Texte choisi -

◇ ◇ ◇ ◇

Les pétards aussi courants que l'alcool chez les ados
Mais la progression du cannabis a cessé d'augmenter, révèle une étude.
Par Matthieu ECOIFFIER
mercredi 14 avril 2004 (Liberation - 06:00)
ujourd'hui les adolescents fument autant de cannabis qu'ils boivent d'alcool. Et les garçons trois fois plus que les filles. Globalement, les consommations régulières de ces deux produits se stabilisent à un niveau relativement élevé.
Publié aujourd'hui, le volet français de l'enquête Espad (European Survey on Alcohol and Other Drugs) réalisée tous les quatre ans, sonde les consommations adolescentes, objet de nombreux fantasmes des adultes. 16 000 collégiens et lycéens de 12 à 18 ans ont répondu en 2003 à un questionnaire détaillé et anonyme. Résultat : un tableau subtil et contrasté. Pour la première fois, cette livraison d'Espad peut être comparée avec les résultats obtenus en 1999 et en 1993 dans une première étude de l'Inserm. D'où une mise en perspective sur dix ans, totalement inédite.

◇ ◇ ◇ ◇

Action demandée - Recopiez en entier l'article ci-dessus sur le cannabis et l'alcool chez les ados, sans rien y changer.

Données enregistrées:
◇ ◇ ◇ ◇

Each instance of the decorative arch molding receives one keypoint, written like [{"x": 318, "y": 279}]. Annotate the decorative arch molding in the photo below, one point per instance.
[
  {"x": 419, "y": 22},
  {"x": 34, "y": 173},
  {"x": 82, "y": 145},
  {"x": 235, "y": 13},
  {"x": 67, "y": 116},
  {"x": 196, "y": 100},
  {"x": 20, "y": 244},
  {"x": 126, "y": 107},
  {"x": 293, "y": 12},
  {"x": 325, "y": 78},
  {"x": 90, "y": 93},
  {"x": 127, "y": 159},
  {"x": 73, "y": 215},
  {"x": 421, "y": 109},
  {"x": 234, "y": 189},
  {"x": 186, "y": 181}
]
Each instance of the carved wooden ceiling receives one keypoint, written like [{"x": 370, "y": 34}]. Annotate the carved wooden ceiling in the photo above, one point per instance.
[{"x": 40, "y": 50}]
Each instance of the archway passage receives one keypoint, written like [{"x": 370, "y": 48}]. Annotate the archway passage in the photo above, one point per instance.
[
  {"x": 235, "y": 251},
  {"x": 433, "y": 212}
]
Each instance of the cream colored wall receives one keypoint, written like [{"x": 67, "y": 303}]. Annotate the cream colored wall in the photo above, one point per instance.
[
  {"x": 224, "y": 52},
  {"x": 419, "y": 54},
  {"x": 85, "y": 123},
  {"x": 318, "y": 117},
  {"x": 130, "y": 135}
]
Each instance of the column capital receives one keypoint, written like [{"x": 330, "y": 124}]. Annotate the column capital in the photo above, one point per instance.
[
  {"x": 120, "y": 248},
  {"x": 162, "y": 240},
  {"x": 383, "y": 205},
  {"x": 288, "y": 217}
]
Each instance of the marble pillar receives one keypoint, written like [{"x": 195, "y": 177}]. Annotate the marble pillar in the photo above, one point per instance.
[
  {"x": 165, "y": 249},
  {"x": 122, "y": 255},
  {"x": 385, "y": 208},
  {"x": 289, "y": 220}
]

◇ ◇ ◇ ◇

Votre réponse -
Les pétards aussi courants que l'alcool chez les ados
Mais la progression du cannabis a cessé d'augmenter, révèle une étude.
Par Matthieu ECOIFFIER
mercredi 14 avril 2004 (Liberation - 06:00)
ujourd'hui les adolescents fument autant de cannabis qu'ils boivent d'alcool. Et les garçons trois fois plus que les filles. Globalement, les consommations régulières de ces deux produits se stabilisent à un niveau relativement élevé.
Publié aujourd'hui, le volet français de l'enquête Espad (European Survey on Alcohol and Other Drugs) réalisée tous les quatre ans, sonde les consommations adolescentes, objet de nombreux fantasmes des adultes. 16 000 collégiens et lycéens de 12 à 18 ans ont répondu en 2003 à un questionnaire détaillé et anonyme. Résultat : un tableau subtil et contrasté. Pour la première fois, cette livraison d'Espad peut être comparée avec les résultats obtenus en 1999 et en 1993 dans une première étude de l'Inserm. D'où une mise en perspective sur dix ans, totalement inédite.